▶ _Raw data_
......
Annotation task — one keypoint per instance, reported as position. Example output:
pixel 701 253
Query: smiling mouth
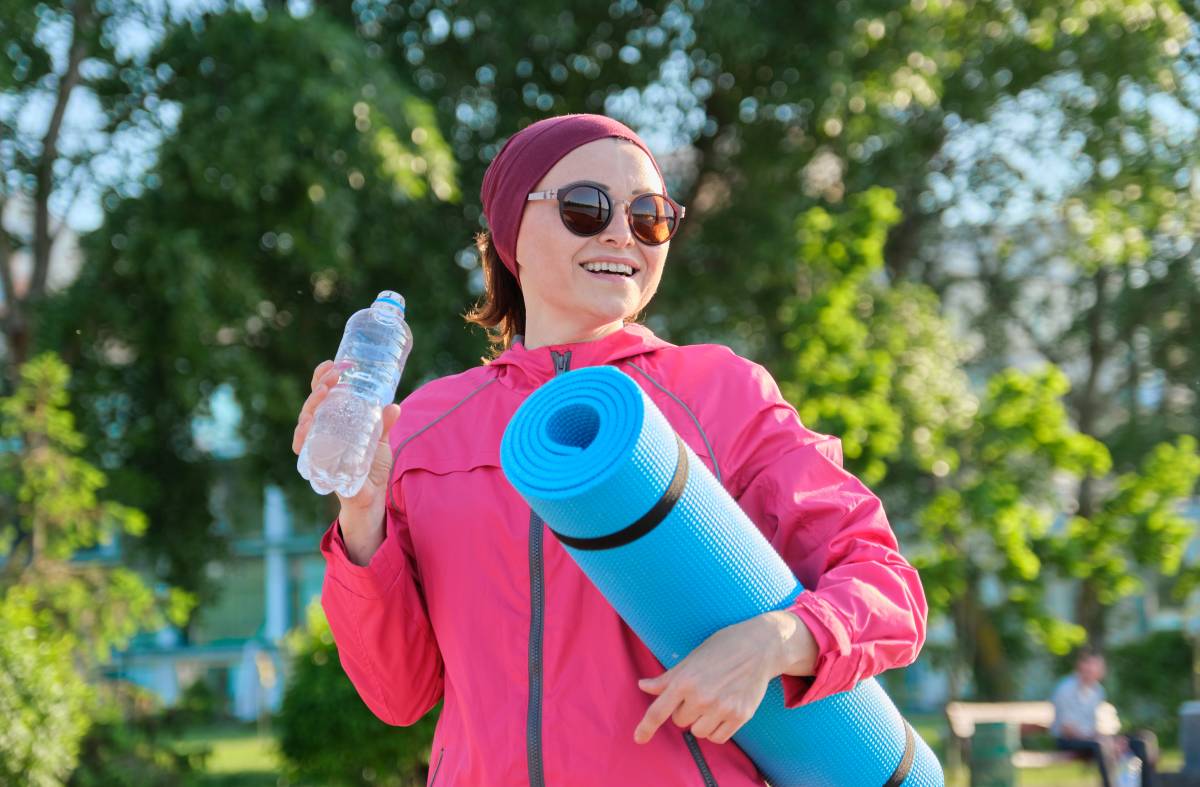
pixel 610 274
......
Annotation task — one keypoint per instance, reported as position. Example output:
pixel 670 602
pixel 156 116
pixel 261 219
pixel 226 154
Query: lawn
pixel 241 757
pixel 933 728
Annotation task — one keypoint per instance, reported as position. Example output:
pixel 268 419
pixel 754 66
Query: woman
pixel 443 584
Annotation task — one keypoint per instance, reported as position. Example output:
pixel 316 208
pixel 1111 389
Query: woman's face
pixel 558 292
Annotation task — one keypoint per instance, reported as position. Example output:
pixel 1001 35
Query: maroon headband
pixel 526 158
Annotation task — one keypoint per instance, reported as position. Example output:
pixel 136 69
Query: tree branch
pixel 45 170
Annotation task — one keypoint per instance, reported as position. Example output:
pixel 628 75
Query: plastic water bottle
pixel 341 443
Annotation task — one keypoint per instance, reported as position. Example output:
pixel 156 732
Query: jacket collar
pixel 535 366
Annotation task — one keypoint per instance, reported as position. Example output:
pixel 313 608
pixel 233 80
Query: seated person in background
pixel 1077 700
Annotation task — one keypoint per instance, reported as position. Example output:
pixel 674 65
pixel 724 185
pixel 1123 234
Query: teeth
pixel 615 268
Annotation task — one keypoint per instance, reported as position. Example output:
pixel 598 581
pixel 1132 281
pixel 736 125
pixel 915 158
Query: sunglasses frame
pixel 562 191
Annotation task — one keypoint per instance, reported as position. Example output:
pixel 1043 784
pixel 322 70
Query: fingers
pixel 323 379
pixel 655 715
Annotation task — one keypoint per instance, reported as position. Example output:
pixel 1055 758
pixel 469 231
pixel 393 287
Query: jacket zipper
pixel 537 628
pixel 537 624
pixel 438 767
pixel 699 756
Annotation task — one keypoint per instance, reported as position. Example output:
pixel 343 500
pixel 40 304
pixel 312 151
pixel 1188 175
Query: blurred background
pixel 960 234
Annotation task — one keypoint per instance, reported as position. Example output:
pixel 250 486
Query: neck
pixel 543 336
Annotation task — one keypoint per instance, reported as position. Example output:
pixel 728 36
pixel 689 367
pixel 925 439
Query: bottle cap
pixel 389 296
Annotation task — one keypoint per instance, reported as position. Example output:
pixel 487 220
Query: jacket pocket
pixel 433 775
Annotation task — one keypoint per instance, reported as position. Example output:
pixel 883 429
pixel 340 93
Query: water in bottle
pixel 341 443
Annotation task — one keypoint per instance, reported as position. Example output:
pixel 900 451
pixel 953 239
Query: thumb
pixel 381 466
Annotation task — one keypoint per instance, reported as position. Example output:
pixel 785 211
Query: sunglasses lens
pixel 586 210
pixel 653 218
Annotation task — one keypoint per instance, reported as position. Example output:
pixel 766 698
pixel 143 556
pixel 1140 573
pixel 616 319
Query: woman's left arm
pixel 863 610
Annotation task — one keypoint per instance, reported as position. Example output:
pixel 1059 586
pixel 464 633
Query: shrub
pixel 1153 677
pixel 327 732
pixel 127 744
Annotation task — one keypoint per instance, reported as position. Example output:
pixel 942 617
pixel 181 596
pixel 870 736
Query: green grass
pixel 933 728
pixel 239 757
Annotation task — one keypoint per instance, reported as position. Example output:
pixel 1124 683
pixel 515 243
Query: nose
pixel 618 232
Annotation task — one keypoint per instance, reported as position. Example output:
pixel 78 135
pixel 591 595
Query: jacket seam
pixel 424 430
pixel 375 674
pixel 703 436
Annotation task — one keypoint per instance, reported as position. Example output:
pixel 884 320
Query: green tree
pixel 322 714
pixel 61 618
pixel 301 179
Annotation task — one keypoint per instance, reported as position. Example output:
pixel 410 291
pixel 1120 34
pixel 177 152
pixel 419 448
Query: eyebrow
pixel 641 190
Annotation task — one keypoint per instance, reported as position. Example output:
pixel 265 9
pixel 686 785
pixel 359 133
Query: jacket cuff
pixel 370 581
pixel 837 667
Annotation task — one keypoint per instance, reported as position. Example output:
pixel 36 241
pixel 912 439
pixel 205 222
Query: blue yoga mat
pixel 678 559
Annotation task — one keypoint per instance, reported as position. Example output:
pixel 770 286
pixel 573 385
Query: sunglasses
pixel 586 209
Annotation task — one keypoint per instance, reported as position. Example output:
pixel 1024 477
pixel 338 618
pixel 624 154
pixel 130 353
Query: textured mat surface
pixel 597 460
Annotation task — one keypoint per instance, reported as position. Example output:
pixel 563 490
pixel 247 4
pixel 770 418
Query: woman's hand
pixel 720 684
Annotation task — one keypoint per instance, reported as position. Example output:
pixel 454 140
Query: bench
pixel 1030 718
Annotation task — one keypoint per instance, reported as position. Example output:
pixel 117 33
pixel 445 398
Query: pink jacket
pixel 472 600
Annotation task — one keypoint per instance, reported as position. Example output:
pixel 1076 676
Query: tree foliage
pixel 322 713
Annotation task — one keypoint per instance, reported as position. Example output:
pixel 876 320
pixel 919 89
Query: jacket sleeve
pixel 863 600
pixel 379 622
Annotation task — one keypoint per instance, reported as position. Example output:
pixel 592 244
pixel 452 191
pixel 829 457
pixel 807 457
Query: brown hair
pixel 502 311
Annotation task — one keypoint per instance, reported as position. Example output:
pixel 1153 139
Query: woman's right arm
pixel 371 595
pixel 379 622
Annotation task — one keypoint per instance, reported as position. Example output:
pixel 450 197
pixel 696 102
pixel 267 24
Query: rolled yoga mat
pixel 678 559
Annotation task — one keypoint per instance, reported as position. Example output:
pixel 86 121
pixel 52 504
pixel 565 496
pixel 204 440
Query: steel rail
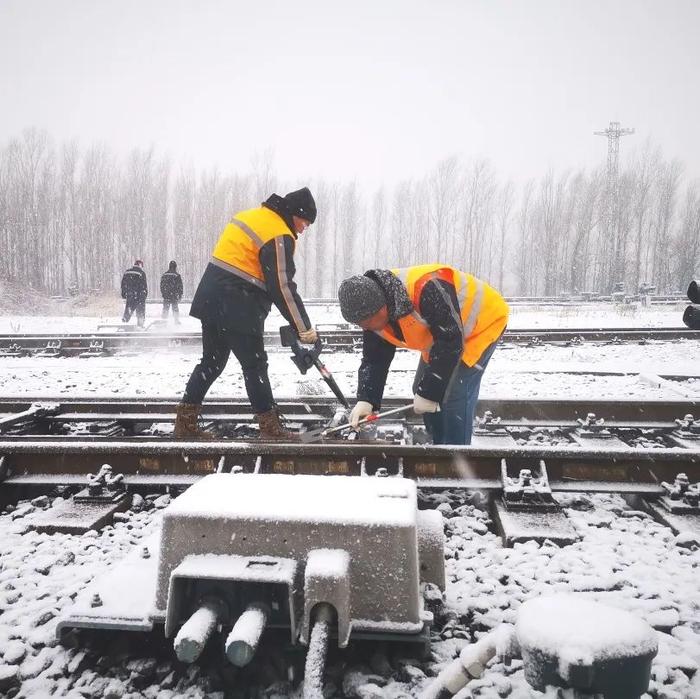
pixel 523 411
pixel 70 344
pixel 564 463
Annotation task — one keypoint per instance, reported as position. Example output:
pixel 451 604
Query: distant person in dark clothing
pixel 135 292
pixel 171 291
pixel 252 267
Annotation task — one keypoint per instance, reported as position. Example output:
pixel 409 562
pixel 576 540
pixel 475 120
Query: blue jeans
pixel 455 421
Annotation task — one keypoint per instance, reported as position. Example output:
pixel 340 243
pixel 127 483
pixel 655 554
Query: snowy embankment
......
▶ _Exercise goal_
Go through the listing above and extract every line that contains the word "water". Copy each of those lines as it stands.

▶ _Final result_
Query: plastic water bottle
Query: water in bottle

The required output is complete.